Adult stem cells maintain structure and function of tissues under widely varying conditions, but the molecular and cellular mechanisms that underlie the development of diverse cell types during either tissue maintenance or injury-induced regeneration remain incompletely understood. This dissertation combines lineage tracing with single-cell RNA sequencing and assay for transposase-accessible chromatin (ATAC) sequencing to address the regulation of these phenomena in the olfactory epithelium, one of only a few sites of ongoing adult neurogenesis.
Olfactory stem cells, known as horizontal basal cells (HBCs), contribute to both maintenance and regeneration of the tissue. First, we consider the role of HBCs in homeostatic conditions. Classifying cells on the basis of gene expression, we identify three lineage trajectories arising from HBCs via two developmental bifurcations. We find that sustentacular cells arise by direct fate conversion of HBCs without cell division, as predicted by single-cell RNA-sequencing and validated by clonal lineage tracing. We also establish that multipotency of the HBC population arises from unipotent fate decisions of individual HBCs. Finally, single-cell RNA-sequencing indicates that canonical Wnt signaling promotes neuronal fate choices in HBCs, which we validate in vivo with gain-of-function and loss-of-function experiments.

**RECORD EXCERPTS**.
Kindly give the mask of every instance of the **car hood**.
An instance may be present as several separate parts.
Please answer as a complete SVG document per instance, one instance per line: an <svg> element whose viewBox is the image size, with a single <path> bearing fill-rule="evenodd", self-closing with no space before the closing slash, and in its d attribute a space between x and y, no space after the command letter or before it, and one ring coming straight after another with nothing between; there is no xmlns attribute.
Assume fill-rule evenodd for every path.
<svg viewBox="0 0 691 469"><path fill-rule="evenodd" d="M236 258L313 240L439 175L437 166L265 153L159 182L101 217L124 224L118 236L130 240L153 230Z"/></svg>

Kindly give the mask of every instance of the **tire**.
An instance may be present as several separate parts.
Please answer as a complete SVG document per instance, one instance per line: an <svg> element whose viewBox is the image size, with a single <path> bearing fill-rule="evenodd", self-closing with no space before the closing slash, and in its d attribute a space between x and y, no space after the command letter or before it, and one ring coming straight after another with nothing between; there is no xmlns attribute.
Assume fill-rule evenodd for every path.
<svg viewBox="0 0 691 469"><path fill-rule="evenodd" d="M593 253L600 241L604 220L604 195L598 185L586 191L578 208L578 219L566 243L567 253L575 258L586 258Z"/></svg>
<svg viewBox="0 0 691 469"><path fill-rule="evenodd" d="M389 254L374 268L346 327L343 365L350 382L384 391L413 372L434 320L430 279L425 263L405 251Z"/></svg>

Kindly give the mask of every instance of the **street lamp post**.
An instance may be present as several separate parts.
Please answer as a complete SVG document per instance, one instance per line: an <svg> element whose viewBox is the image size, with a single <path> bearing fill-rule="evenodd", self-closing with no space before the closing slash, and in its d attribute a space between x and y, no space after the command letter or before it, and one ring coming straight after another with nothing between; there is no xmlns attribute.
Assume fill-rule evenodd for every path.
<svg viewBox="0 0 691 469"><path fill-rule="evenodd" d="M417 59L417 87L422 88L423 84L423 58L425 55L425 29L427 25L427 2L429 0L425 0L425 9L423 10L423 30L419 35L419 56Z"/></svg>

**EXERCISE INSTRUCTIONS**. In the dissertation abstract on olfactory stem cells, how do sustentacular cells arise from horizontal basal cells?

**YOUR RESPONSE**. They arise by direct fate conversion of horizontal basal cells, without cell division.